NEW CASTLE, Del. — The developers of a condominium complex allegedly riddled with construction defects say in a Feb. 19 brief filed in Delaware state court that an owners’ association’s motion to strike their motion to dismiss is an “inefficient use of judicial resources” because the plaintiff should have simply filed an opposition to the motion (Hudson Village Condominium Association Inc. v. Hudson Village Development Corp., et al., No. N19C-04-147 CLS, Del. Super., New Castle Co.).
NEW ORLEANS — The federal judge in Louisiana overseeing lawsuits over Chinese-made drywall that allegedly emitted noxious odors and caused wiring of appliances to malfunction on Feb. 14 denied all but one of 14 motions for summary judgment brought by one manufacturer that argued that the lawsuits brought by Florida homeowners after a $1.1 billion nationwide settlement in 2011 were barred by the state’s four-year statute of limitations, holding that the lawsuits were timely (In re: Chinese-Manufactured Drywall Products Liability Litigation [Elizabeth Bennett, et al. v. Gebr. Knauf Verwaltungsgesellschaft KG, et al.], MDL 2047, No. 14-2722, E.D. La.).
+--
*Given instruction*: Please reproduce the legal news briefs above word for word, between "NEW ORLEANS —" and "14-2722, E.D. La.).", inclusive.

*Source excerpt*:
+--
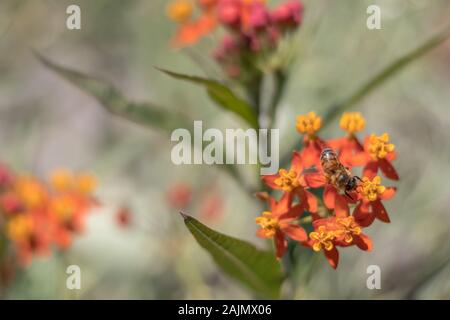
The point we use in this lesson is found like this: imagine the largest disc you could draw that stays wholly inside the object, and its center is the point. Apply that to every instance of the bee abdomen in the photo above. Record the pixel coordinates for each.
(328, 154)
+--
*In response*:
NEW ORLEANS — The federal judge in Louisiana overseeing lawsuits over Chinese-made drywall that allegedly emitted noxious odors and caused wiring of appliances to malfunction on Feb. 14 denied all but one of 14 motions for summary judgment brought by one manufacturer that argued that the lawsuits brought by Florida homeowners after a $1.1 billion nationwide settlement in 2011 were barred by the state’s four-year statute of limitations, holding that the lawsuits were timely (In re: Chinese-Manufactured Drywall Products Liability Litigation [Elizabeth Bennett, et al. v. Gebr. Knauf Verwaltungsgesellschaft KG, et al.], MDL 2047, No. 14-2722, E.D. La.).